#### Direction:
Copy the records below exactly, leaving out any pictures.

#### Given records:
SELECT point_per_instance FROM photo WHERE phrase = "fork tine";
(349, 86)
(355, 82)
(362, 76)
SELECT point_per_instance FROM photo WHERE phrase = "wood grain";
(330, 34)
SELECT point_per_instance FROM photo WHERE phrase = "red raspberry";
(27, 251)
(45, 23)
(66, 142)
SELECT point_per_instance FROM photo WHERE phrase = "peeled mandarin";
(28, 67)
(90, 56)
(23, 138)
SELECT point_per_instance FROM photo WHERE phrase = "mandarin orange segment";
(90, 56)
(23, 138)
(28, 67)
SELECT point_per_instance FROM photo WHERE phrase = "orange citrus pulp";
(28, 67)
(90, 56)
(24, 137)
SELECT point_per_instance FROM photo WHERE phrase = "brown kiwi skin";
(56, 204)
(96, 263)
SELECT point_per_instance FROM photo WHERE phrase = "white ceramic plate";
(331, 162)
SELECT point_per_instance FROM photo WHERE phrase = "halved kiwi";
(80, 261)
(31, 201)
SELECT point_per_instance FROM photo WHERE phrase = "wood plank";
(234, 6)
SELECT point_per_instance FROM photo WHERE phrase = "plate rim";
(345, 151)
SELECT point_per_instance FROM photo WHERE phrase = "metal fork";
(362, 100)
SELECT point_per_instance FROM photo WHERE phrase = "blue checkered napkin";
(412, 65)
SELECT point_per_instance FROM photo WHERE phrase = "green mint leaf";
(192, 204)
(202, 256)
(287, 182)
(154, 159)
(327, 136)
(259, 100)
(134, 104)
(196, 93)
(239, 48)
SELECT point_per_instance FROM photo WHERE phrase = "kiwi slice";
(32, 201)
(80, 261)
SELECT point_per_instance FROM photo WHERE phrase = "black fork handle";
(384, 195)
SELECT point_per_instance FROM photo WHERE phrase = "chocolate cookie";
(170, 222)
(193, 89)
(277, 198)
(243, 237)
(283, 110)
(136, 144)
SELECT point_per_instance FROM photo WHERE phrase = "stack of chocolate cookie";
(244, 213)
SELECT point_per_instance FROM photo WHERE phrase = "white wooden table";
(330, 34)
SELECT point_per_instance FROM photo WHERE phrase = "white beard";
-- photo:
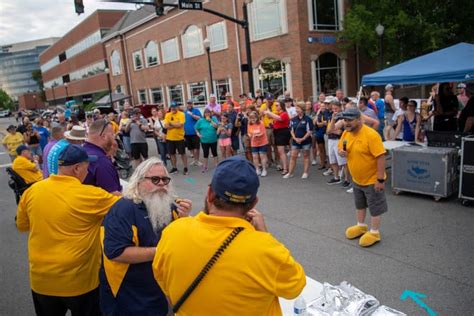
(159, 210)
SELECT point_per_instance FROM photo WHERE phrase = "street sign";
(190, 5)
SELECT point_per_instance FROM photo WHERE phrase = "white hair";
(132, 191)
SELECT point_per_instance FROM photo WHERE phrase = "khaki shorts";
(270, 137)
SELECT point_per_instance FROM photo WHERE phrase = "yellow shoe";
(368, 239)
(355, 231)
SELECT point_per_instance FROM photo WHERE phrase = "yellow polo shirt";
(266, 120)
(363, 149)
(247, 279)
(13, 141)
(175, 134)
(63, 217)
(27, 170)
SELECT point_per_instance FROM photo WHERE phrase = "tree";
(6, 101)
(38, 77)
(412, 27)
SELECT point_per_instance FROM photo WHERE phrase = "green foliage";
(412, 27)
(6, 102)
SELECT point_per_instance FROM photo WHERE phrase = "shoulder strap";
(206, 269)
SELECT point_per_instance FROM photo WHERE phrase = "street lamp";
(54, 97)
(67, 93)
(207, 46)
(107, 71)
(379, 29)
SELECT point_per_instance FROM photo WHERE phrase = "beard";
(159, 211)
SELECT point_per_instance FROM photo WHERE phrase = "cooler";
(425, 170)
(466, 180)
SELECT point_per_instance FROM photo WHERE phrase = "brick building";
(293, 43)
(75, 66)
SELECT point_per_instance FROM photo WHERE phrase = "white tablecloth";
(311, 292)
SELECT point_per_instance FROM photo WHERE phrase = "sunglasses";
(104, 127)
(156, 180)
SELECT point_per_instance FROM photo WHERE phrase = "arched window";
(272, 76)
(151, 54)
(328, 73)
(116, 63)
(192, 42)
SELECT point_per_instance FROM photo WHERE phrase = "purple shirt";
(102, 172)
(46, 150)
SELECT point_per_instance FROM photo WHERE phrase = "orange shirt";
(257, 134)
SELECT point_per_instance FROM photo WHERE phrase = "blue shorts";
(261, 149)
(296, 146)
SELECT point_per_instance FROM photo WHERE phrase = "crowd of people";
(96, 248)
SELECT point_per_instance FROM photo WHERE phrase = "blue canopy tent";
(451, 64)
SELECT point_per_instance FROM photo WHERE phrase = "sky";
(25, 20)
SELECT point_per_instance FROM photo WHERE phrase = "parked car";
(5, 113)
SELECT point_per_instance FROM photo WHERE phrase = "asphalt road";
(426, 246)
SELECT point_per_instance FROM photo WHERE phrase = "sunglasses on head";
(156, 180)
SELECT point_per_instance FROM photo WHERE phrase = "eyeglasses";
(156, 180)
(104, 127)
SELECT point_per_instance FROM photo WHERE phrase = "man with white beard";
(131, 230)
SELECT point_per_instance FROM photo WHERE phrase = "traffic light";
(79, 6)
(159, 7)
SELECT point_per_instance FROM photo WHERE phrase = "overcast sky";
(25, 20)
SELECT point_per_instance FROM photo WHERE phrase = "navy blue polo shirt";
(300, 126)
(129, 289)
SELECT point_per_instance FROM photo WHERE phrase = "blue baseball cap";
(74, 154)
(235, 180)
(20, 148)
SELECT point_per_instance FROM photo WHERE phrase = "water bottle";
(299, 308)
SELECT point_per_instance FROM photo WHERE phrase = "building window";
(272, 76)
(142, 96)
(156, 95)
(198, 93)
(192, 42)
(176, 94)
(151, 54)
(116, 63)
(137, 60)
(170, 50)
(217, 34)
(325, 15)
(222, 87)
(268, 18)
(328, 73)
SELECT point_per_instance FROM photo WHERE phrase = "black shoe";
(334, 181)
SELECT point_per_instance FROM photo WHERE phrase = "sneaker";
(328, 172)
(356, 231)
(368, 239)
(334, 181)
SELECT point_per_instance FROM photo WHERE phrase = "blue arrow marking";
(416, 297)
(190, 180)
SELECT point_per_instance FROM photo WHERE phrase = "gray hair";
(132, 191)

#### Answer to this problem:
SELECT point_per_instance FROM photo WHERE phrase = "fork tine";
(349, 86)
(355, 82)
(362, 76)
SELECT point_per_instance FROM photo WHERE phrase = "wood grain";
(330, 34)
SELECT point_per_instance FROM photo WHERE phrase = "red raspberry";
(27, 251)
(45, 23)
(66, 142)
SELECT point_per_instance FROM photo WHERE phrase = "peeled mandarin";
(28, 67)
(90, 56)
(23, 138)
SELECT point_per_instance FROM photo WHERE phrase = "mandarin orange segment";
(90, 56)
(23, 138)
(28, 67)
SELECT point_per_instance FROM photo WHERE phrase = "orange citrus pulp";
(28, 67)
(90, 56)
(24, 137)
SELECT point_per_instance FROM photo WHERE phrase = "brown kiwi skin";
(56, 204)
(96, 263)
SELECT point_per_instance FROM photo WHERE phrase = "white ceramic plate";
(331, 162)
SELECT point_per_instance FROM photo WHERE phrase = "halved kiwi";
(80, 261)
(31, 201)
SELECT point_per_instance FROM photo WHERE phrase = "wood plank";
(234, 6)
SELECT point_per_instance FROM photo WHERE phrase = "plate rim";
(345, 151)
SELECT point_per_instance FROM photo WHERE phrase = "metal fork";
(362, 100)
SELECT point_per_instance FROM photo WHERE phrase = "blue checkered napkin";
(412, 65)
SELECT point_per_instance FROM photo WHERE phrase = "green mint leaf";
(192, 204)
(202, 256)
(287, 182)
(154, 159)
(327, 136)
(259, 100)
(134, 104)
(196, 93)
(239, 48)
SELECT point_per_instance FROM photo WHERE phrase = "kiwi slice";
(32, 201)
(80, 261)
SELECT point_per_instance FROM photo WHERE phrase = "black fork handle";
(384, 195)
SELECT point_per_instance FROM photo WHERE phrase = "chocolate cookie";
(170, 222)
(193, 89)
(277, 198)
(243, 237)
(283, 110)
(136, 144)
SELECT point_per_instance FROM photo WHERE phrase = "stack of chocolate cookie";
(244, 213)
SELECT point_per_instance FROM photo WHERE phrase = "white wooden table";
(330, 34)
SELECT point_per_instance FROM photo WHERE phrase = "white beard";
-- photo:
(159, 210)
SELECT point_per_instance FROM photo WHERE phrase = "street sign";
(190, 5)
SELECT point_per_instance FROM photo WHERE phrase = "white hair";
(132, 191)
SELECT point_per_instance FROM photo WHERE phrase = "khaki shorts";
(270, 137)
SELECT point_per_instance FROM photo WHERE phrase = "yellow shoe";
(368, 239)
(355, 231)
SELECT point_per_instance FROM photo WHERE phrase = "yellow polo shirt";
(266, 120)
(363, 149)
(247, 279)
(13, 141)
(175, 134)
(63, 217)
(27, 170)
SELECT point_per_instance FROM photo WHERE phrase = "tree";
(6, 101)
(38, 77)
(412, 27)
SELECT point_per_instance FROM photo WHERE phrase = "green foliage";
(412, 27)
(6, 102)
SELECT point_per_instance FROM photo WHERE phrase = "shoulder strap";
(206, 269)
SELECT point_per_instance FROM photo WHERE phrase = "street lamp";
(54, 97)
(67, 93)
(207, 46)
(107, 71)
(379, 29)
SELECT point_per_instance FROM photo WHERE phrase = "beard";
(159, 211)
SELECT point_per_instance FROM photo WHERE phrase = "cooler";
(425, 170)
(466, 180)
SELECT point_per_instance FROM photo WHERE phrase = "brick building";
(293, 43)
(75, 66)
SELECT point_per_instance FROM photo WHERE phrase = "white tablecloth";
(311, 292)
SELECT point_per_instance FROM photo WHERE phrase = "sunglasses";
(104, 127)
(156, 180)
SELECT point_per_instance FROM photo WHERE phrase = "arched window";
(272, 76)
(151, 54)
(328, 73)
(116, 63)
(192, 42)
SELECT point_per_instance FROM photo WHERE phrase = "purple shirt";
(102, 172)
(46, 150)
SELECT point_per_instance FROM photo WHERE phrase = "orange shirt";
(257, 134)
SELECT point_per_instance FROM photo WHERE phrase = "blue shorts";
(261, 149)
(296, 146)
SELECT point_per_instance FROM photo WHERE phrase = "crowd of people";
(96, 248)
SELECT point_per_instance FROM photo WHERE phrase = "blue canopy tent";
(451, 64)
SELECT point_per_instance FROM photo WHERE phrase = "sky";
(25, 20)
SELECT point_per_instance FROM photo WHERE phrase = "parked car";
(5, 113)
SELECT point_per_instance FROM photo WHERE phrase = "asphalt road";
(426, 246)
SELECT point_per_instance FROM photo WHERE phrase = "sunglasses on head";
(156, 180)
SELECT point_per_instance FROM photo WHERE phrase = "eyeglasses";
(156, 180)
(104, 127)
SELECT point_per_instance FROM photo WHERE phrase = "man with white beard";
(131, 230)
SELECT point_per_instance FROM photo WHERE phrase = "traffic light";
(79, 6)
(159, 7)
SELECT point_per_instance FROM photo WHERE phrase = "overcast sky";
(25, 20)
SELECT point_per_instance FROM photo WHERE phrase = "navy blue polo shirt";
(300, 126)
(129, 289)
SELECT point_per_instance FROM photo WHERE phrase = "blue baseball cap";
(74, 154)
(235, 180)
(20, 148)
SELECT point_per_instance FROM photo WHERE phrase = "water bottle";
(299, 308)
SELECT point_per_instance FROM photo WHERE phrase = "building window";
(272, 76)
(142, 96)
(156, 95)
(198, 93)
(192, 42)
(176, 94)
(151, 54)
(116, 63)
(137, 60)
(170, 50)
(217, 34)
(325, 15)
(222, 87)
(268, 18)
(328, 73)
SELECT point_per_instance FROM photo WHERE phrase = "black shoe";
(334, 181)
SELECT point_per_instance FROM photo WHERE phrase = "sneaker";
(328, 172)
(356, 231)
(368, 239)
(334, 181)
SELECT point_per_instance FROM photo WHERE phrase = "blue arrow marking";
(416, 297)
(190, 180)
SELECT point_per_instance FROM photo WHERE phrase = "gray hair";
(132, 191)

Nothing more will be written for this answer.